[begin Supplied passage]
We cross a chasm, from these sombre psycho-realists, to the colourists. To these, one finds, what is human in behaviour or motive is of importance only in so far as it affords colour or offers possibilities of pattern. Mr. Fletcher is the most brilliant of this group, and the most “uncontrolled”: his colourism, at its best, is a pure, an astonishingly absolute thing. The “human” element he wisely leaves alone—it baffles and escapes him. One is aware that this kaleidoscopic whirl of colour is “wrung out” of Mr. Fletcher, that it conveys what is for him an intense personal drama, but this does not make his work “human.” The note of “personal drama” is more complete in the poetry of “H. D.,” but this too is, in the last analysis, a nearly pure colourism, as static and fragmentary, however, as Mr. Fletcher’s is dynamic. Mr. Bodenheim is more detached, cooler, has a more conscious eye for correspondences between colour and mood: perhaps we should call him a symbolist. Even here, however, the “human,” the whim of tenderness, the psychological gleam, are swerved so that they may fall into a fantastic design. Miss Lowell, finally, more conscious, deliberate and energetic than any of these, brilliantly versatile, utterly detached, while she “sees” more of the objective world (and has farther-ranging interests), sees it more completely than any of them simply as raw colour or incipient pattern. If the literary pulse is here often feverishly high, the empathic and sympathetic temperature is as often absolute zero.
[end Supplied passage]
Exercise brief
Pick up the passage on the colourist poets after its final sentence and carry the discussion forward.
[begin Data shown]
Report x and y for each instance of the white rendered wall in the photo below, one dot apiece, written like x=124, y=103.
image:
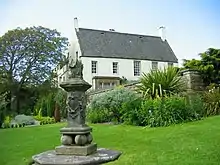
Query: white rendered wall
x=125, y=67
[end Data shown]
Written answer
Mr. Pound shares with Miss Lowell this immersion in the “literary”—he is intensely aware of the literary past, rifles it for odds and ends of colour, atmosphere, and attitude, is perpetually adding bright new bits, from such sources, to his Joseph’s coat: but if a traditionalist in this, a curio-hunter, he is an experimentalist in prosody; he has come far from the sentimental literary affectedness of his early work and at his best has written lyrics of a singular beauty and transparent clarity. The psychological factor has from time to time intrigued him, moreover, and we see him as a kind of link between the colourists and such poets as Mr. T. S. Eliot, Mr. Alfred Kreymborg, and Mr. Wallace Stevens. These poets are alike in achieving, by a kind of alchemy, the lyric in terms of the analytic: introspection is made to shine, to the subtly seen is given a delicate air of false simplicity. Mr. Stevens is closest to the colourists. His drift has been away from the analytic and towards the mere capture of a “tone.” Mr. Kreymborg is a melodist and a mathematician. He takes a pleasure in making of his poems and plays charming diagrams of the emotions. Mr. Eliot has more of an eye for the sharp dramatic gesture, more of an ear for the trenchant dramatic phrase—he looks now at Laforgue, now at John Webster. His technical skill is remarkable, his perception of effect is precise, his range narrow, perhaps increasingly narrow.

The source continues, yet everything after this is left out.